→ **Work to complete**:
1 - Answer these questions from the home-exchange article, one line each:
(a) What percentage of the population owns property today?
(b) For how many years were there no first-time buyers before prices fell?
(c) Within what amount of each other must two homes be valued for no stamp duty to be due after the Budget change?
2 - Please reproduce the home-exchange article word for word, between "Exchanging homes is" and "their homes .", inclusive.

→ **Selected text**:
##############################
By the end of this decade the last stragglers from the Sixties baby boom will have taken the plunge into home buying. Property ownership will top out somewhere between 70 to 75 per cent of the population, compared with today's 65 per cent. The massive growth of novice buyers that has relentlessly driven the market upwards since the war will be over.

We have just had a taste of what may be in store. Three years without first- time buyers brought prices down with a thump and locked more than a million into overpriced homes. But some sellers rediscovered an age-old remedy that may rescue the next generation of owners. They bartered property.

Exchanging homes is usually associated with postcards in newsagents' windows from council tenants who have no other way to move. Few owners see the advantages when there is a ready buyer around every corner. Even when those disappear they are locked in a system driven by agents and lenders who thrive off dealing, and lawyers who hate changes to their paperwork.

Yet bartering can save time and money. Find someone who likes your place, see whether his suits you, then work out a settlement for the price difference. That is not always easy, but savings on agents' fees give both sides a cushion against any shortfall in the expected value of their homes .

Another useful benefit is that exchangers pay stamp duty only on the difference between the values of two properties. This was made even more attractive in the Budget, when the threshold at which duty comes into force was doubled. That eliminates any payment providing the two homes are within pounds 60,000 of each other.
##############################
→ **Items**:

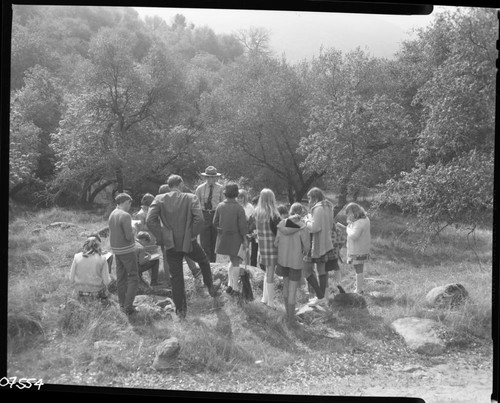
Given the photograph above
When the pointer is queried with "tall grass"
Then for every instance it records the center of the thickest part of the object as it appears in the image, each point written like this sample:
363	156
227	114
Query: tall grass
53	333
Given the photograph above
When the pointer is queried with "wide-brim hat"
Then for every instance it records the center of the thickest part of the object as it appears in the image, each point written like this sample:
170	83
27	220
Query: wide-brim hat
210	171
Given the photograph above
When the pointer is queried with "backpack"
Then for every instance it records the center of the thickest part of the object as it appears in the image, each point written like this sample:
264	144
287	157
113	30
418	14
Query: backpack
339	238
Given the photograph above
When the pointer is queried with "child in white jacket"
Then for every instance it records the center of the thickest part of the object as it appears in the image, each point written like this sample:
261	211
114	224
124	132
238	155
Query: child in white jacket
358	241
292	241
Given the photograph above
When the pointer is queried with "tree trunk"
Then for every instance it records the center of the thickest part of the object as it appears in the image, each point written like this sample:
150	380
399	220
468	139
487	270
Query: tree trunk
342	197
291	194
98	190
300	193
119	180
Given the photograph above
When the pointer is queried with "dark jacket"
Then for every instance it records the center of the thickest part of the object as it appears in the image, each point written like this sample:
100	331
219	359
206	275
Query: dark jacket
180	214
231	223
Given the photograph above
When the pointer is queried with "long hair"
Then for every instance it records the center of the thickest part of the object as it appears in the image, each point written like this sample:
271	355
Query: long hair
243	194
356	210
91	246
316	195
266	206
##############################
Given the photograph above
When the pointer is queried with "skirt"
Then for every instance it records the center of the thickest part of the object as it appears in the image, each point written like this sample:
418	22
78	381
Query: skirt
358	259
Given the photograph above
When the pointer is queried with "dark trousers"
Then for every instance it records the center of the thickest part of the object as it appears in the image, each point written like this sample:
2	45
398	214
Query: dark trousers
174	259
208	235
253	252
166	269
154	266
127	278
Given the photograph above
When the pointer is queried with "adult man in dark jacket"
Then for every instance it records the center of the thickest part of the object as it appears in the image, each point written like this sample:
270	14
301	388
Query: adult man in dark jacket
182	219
##############################
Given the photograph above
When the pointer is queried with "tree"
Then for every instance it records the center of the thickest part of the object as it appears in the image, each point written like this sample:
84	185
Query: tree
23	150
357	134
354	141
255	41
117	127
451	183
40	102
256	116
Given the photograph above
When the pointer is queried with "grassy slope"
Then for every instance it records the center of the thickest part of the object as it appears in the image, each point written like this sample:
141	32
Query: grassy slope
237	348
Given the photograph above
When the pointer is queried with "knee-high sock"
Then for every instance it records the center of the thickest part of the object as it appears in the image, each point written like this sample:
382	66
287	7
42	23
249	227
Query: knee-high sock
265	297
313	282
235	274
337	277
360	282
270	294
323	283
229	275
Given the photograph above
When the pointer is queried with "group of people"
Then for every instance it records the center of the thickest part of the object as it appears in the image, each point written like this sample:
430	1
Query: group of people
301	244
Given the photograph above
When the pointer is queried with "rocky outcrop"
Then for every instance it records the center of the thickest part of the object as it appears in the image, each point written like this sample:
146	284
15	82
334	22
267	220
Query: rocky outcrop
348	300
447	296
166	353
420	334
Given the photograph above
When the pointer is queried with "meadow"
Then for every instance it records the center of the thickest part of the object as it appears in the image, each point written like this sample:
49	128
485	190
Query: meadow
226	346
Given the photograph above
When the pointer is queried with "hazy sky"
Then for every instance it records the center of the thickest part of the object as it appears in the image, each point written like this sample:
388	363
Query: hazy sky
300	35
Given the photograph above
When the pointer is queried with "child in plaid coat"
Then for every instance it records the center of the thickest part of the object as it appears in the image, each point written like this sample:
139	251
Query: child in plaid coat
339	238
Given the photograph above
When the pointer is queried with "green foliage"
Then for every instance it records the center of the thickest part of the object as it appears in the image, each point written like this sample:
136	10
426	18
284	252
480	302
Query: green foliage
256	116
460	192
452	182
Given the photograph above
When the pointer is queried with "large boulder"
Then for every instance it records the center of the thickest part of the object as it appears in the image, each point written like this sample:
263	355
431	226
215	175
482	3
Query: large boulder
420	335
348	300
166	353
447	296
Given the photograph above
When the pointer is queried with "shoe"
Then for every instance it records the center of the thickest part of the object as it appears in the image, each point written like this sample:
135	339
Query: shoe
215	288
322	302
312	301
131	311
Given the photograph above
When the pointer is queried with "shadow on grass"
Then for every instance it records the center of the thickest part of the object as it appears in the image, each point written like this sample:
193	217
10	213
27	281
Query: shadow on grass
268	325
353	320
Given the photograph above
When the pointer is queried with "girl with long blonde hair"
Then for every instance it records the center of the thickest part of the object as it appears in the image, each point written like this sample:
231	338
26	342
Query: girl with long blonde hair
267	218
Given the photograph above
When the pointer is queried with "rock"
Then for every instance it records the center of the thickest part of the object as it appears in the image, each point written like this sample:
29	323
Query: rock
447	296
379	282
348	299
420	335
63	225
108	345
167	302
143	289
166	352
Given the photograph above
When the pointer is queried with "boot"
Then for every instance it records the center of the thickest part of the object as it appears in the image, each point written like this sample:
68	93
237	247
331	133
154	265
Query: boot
##############################
→ **Written responses**:
1 -
(a) 65 per cent
(b) Three years
(c) Pounds 60,000

2 -
Exchanging homes is usually associated with postcards in newsagents' windows from council tenants who have no other way to move. Few owners see the advantages when there is a ready buyer around every corner. Even when those disappear they are locked in a system driven by agents and lenders who thrive off dealing, and lawyers who hate changes to their paperwork.

Yet bartering can save time and money. Find someone who likes your place, see whether his suits you, then work out a settlement for the price difference. That is not always easy, but savings on agents' fees give both sides a cushion against any shortfall in the expected value of their homes .